— START Passage to read —
Ear Trainer Using Atmega644

Introduction

Our project is a self-contained system that helps people develop the musical skills of perfect pitch and relative pitch. Push buttons allow the user to navigate a graphical user interface (GUI) on a liquid crystal display (LCD). In perfect pitch training mode, a note is played and the user tries to identify the note on an animated keyboard. In relative pitch training mode, an interval is played, and the user selects the correct interval name from a list of possible intervals. A musical instrument digital interface (MIDI) input is implemented so users can simply press a key on a MIDI keyboard instead of navigating the animated one. Musical notes are generated using direct digital synthesis (DDS).


High Level Design top

Rational

I played piano growing up and I was always envious of those who can play by ear or transpose music on the spot. Then I learned the concepts of “perfect pitch” and “relative pitch.” Perfect pitch is the ability to identify musical notes without an external reference and relative pitch is the ability to hear the interval between notes. Perfect pitch allows musicians to play by ear and relative pitch allows musicians to transpose musical pieces. They are separate abilities that can be trained contrary to popular belief. To train myself, I often sit next to a piano and test myself. The drawback is that I need a piano and that even while not looking at the keys, the position of my hand often give the notes away. Then I thought to myself, wouldn’t it be nice to be able to train myself without a piano? Our project “Ear Trainer” develop one’s perfect and relative pitch by generating random note(s) for users to identify the note(s) or the interval using an Atmel ATmega644 microcontroller (MCU). For users that want to answer using a piano, we allowed a MIDI input into the microcontroller.
Our project consists of two sources of input that control two outputs. The software is governed by a state machine that controls DDS and the LCD. The inputs are push buttons that are debounced by the state machine to control the GUI on the LCD and a MIDI input so that a user can hook up a keyboard. The MIDI is interfaced to the MCU via the universal asynchronous receiver/transmitter (UART). The MCU communicates with the LCD via serial peripheral interface (SPI). The direct digital synthesis creates a pulse width modulated (PWM) waveform that is filtered to create the sinusoidal waveforms for the speakers.

Standards

We use the ISO standard for the frequencies of our musical notes. We also adhere to the IEEE Code of Ethics.

Background

Direct Digital Synthesis

To generate musical notes from the microcontroller (MCU), we use direct digital synthesis (DDS). The duty cycle of a pulse width modulated (PWM) signal is changed according to a table of sine values. The frequency of the sine wave is controlled by how quickly one iterates through the sine table. A low pass filter acts as an averager, converting the digital signal into an analog one that can be played by a speaker. Multiple notes can be generated at once by summing sine waves.
— END Passage to read —
— START Given data —
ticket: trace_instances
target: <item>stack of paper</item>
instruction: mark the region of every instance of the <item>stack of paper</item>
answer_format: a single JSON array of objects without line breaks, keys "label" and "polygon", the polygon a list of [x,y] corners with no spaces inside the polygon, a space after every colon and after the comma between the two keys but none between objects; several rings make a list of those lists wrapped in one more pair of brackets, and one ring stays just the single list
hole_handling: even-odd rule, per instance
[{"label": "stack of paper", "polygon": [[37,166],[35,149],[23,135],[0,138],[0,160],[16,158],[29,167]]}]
— END Given data —
**What you will do**.
1/ Answer these questions about the ear trainer page:
(a) Through which interface does the microcontroller communicate with the LCD?
(b) For what does the project use the ISO standard?
(c) How can multiple notes be generated at once?
2/ Rewrite the labeled shape records, replacing "mark" with "outline" and leaving everything else unchanged.

**Solutions**.
1/
(a) Serial peripheral interface (SPI).
(b) The frequencies of its musical notes.
(c) By summing sine waves.

2/
ticket: trace_instances
target: <item>stack of paper</item>
instruction: outline the region of every instance of the <item>stack of paper</item>
answer_format: a single JSON array of objects without line breaks, keys "label" and "polygon", the polygon a list of [x,y] corners with no spaces inside the polygon, a space after every colon and after the comma between the two keys but none between objects; several rings make a list of those lists wrapped in one more pair of brackets, and one ring stays just the single list
hole_handling: even-odd rule, per instance
[{"label": "stack of paper", "polygon": [[37,166],[35,149],[23,135],[0,138],[0,160],[16,158],[29,167]]}]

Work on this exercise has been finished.